TO DO: An identical copy of all the entries is the required result.

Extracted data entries
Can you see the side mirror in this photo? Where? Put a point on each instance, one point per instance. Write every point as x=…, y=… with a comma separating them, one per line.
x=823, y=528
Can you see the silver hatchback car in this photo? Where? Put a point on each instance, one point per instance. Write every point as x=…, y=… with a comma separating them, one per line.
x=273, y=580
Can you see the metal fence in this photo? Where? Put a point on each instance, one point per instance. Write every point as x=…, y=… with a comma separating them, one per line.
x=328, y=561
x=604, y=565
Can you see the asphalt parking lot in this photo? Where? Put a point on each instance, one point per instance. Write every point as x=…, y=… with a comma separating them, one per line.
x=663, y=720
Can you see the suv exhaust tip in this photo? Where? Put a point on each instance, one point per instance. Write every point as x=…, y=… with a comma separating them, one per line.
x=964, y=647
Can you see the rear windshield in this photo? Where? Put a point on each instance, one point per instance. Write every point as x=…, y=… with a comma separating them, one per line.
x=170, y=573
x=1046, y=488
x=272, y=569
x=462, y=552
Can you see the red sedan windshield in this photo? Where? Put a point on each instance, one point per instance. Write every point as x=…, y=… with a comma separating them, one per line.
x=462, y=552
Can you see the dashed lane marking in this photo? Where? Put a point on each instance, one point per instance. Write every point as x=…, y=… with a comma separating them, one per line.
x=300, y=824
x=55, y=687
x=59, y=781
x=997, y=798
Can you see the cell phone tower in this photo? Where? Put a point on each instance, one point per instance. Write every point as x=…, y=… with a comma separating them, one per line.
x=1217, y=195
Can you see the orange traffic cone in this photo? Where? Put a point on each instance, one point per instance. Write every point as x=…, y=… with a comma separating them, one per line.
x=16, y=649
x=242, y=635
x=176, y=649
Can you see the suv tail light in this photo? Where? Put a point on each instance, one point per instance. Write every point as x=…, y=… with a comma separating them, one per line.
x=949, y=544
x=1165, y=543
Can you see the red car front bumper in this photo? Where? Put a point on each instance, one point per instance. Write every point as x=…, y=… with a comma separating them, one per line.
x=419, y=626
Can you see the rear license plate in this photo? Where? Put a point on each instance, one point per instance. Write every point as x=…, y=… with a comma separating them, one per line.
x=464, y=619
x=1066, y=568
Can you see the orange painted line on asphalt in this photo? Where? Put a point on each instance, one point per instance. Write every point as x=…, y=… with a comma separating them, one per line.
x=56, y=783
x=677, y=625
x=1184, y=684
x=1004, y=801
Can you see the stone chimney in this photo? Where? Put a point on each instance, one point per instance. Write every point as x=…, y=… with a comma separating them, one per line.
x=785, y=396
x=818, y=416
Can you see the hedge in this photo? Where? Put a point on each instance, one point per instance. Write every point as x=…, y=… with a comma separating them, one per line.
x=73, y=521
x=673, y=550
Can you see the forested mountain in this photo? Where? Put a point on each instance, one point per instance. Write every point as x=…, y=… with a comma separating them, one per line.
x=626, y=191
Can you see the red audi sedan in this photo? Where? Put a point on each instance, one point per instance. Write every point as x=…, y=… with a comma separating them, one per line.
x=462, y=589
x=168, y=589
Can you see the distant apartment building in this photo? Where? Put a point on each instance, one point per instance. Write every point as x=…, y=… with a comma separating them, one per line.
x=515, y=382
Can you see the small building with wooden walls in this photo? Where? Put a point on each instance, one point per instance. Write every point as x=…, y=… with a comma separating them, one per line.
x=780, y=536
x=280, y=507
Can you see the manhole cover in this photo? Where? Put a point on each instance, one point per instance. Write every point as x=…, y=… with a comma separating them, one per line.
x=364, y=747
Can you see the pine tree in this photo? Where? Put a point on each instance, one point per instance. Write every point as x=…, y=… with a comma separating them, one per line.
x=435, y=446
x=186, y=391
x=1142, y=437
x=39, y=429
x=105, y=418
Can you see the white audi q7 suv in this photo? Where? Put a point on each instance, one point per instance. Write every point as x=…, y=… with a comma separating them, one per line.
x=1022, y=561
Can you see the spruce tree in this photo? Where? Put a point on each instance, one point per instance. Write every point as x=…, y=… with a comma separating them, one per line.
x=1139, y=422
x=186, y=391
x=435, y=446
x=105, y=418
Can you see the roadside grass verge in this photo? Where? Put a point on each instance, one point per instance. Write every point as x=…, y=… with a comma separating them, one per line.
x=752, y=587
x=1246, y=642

WRITTEN ANSWER:
Can you see the side mirror in this photo? Where? Put a point on each instance, one point per instance. Write every point as x=…, y=… with a comma separating them, one per line.
x=823, y=528
Can you see the silver hatchback car in this photo? Where? Put a point on each instance, one point per instance. Write every point as x=…, y=… with a comma separating them, one per line.
x=273, y=580
Can you see the metal fence in this photo? Where? Put a point on each instance, one point per instance. Write every point as x=…, y=… with a comma separating them, one per line.
x=328, y=561
x=604, y=565
Can you see the asphalt parking lot in this photo? Where? Put a point on each instance, one point per instance. Write every point as x=…, y=… with a comma separating them, one per line.
x=663, y=720
Can you see the suv exhaust tip in this photo? Where? Put a point on each instance, one point per instance. Write every point as x=…, y=… with a comma separating them, one per line.
x=964, y=647
Can you see the rear windshield in this photo? Where? Put a point on each instance, one point per instance. Write every point as x=…, y=… with a comma separating them, one per line.
x=170, y=573
x=1046, y=488
x=272, y=569
x=462, y=552
Can you see the red sedan windshield in this photo? Where? Put a point on each instance, one point per instance. Write every point as x=…, y=… with a comma separating them, one per line.
x=462, y=552
Can you see the dashed lane marking in this photo? Where? Put a point on each instance, one point per instance. Write every point as x=…, y=… with a comma separating them, one per line.
x=300, y=824
x=55, y=687
x=59, y=781
x=997, y=798
Can you see the cell phone tower in this photo? Where? Put a point on each instance, one point per instance. Write every point as x=…, y=… with a comma separating them, one per line.
x=1217, y=195
Can you see the orange traffic cone in this photo? Where? Put a point on each instance, one point per instance. Write every point as x=…, y=… with a comma separating them, one per line.
x=16, y=649
x=242, y=635
x=176, y=649
Can you see the suv tail light in this photo? Where? Put a point on each instance, one point per instance. Write every point as x=…, y=… with a comma separating them, one per line.
x=949, y=544
x=1165, y=543
Can you see the red car front bumper in this photo? Where? Put a point on each instance, one point per instance. Write every point as x=…, y=… with a comma separating them, one per line.
x=419, y=626
Can you see the rear license plate in this photo? Where? Put a point on each instance, one point per instance. Write every point as x=…, y=… with a comma separating them, one per line.
x=464, y=619
x=1066, y=568
Can you see the orange painted line on asphalt in this photo? Where? Put a point on each instance, one point per instance. Write every point as x=…, y=… with a comma separating them, one per line.
x=56, y=783
x=677, y=625
x=1184, y=684
x=1004, y=801
Can you see the stone chimney in this photo? Where? Put a point on each instance, one point per instance. Write every point as x=…, y=… with a comma separating them, one per line.
x=785, y=396
x=818, y=416
Can you see the hedge in this photo? Where? Put a point on each instance, one point per instance. Write every point as x=…, y=… with a comma separating them, one per line.
x=73, y=521
x=673, y=550
Can you see the forested mountain in this photo? Where? Put a point on each instance, one point per instance. Write every point as x=…, y=… with a comma separating them, one per line.
x=626, y=191
Can you see the red audi sedan in this photo? Where? Put a point on each instance, one point per instance. Write every point as x=…, y=… with a comma separating them, one per line.
x=462, y=589
x=168, y=589
Can you see the distant apartment building in this photo? Where? Put a point on each instance, one point per instance. Write every point as x=…, y=… with a comma separating them, one per line.
x=515, y=382
Can you see the small building with wooden walls in this photo? Where? Put a point on each instance, one point per instance. Write every point as x=…, y=… with a comma separating them, one per line.
x=780, y=536
x=280, y=507
Can you see the manhole cover in this photo? Where? Put a point on each instance, one point per instance. Write every point as x=…, y=… with a comma separating them, one per line.
x=364, y=747
Can you see the pine tree in this photo? Where? Put a point on each instance, one point per instance. Write every point as x=…, y=… with a comma separating them, one per line.
x=435, y=446
x=186, y=391
x=1142, y=437
x=39, y=429
x=105, y=418
Can you see the white audi q7 suv in this photo? Where? Put a point on each instance, one point per instance. Write every point as x=…, y=… with a comma separating them, one per line.
x=1022, y=561
Can you see the spruce tree in this photo? Where? Put a point on each instance, one point per instance. Write every point as x=…, y=… with a comma separating them, one per line.
x=1139, y=422
x=186, y=391
x=435, y=446
x=105, y=418
Can you see the roadside grass verge in this photo? Where? Put a point on each instance, one point per instance. Write every point as x=…, y=… with a comma separating them, one per line.
x=752, y=587
x=1246, y=642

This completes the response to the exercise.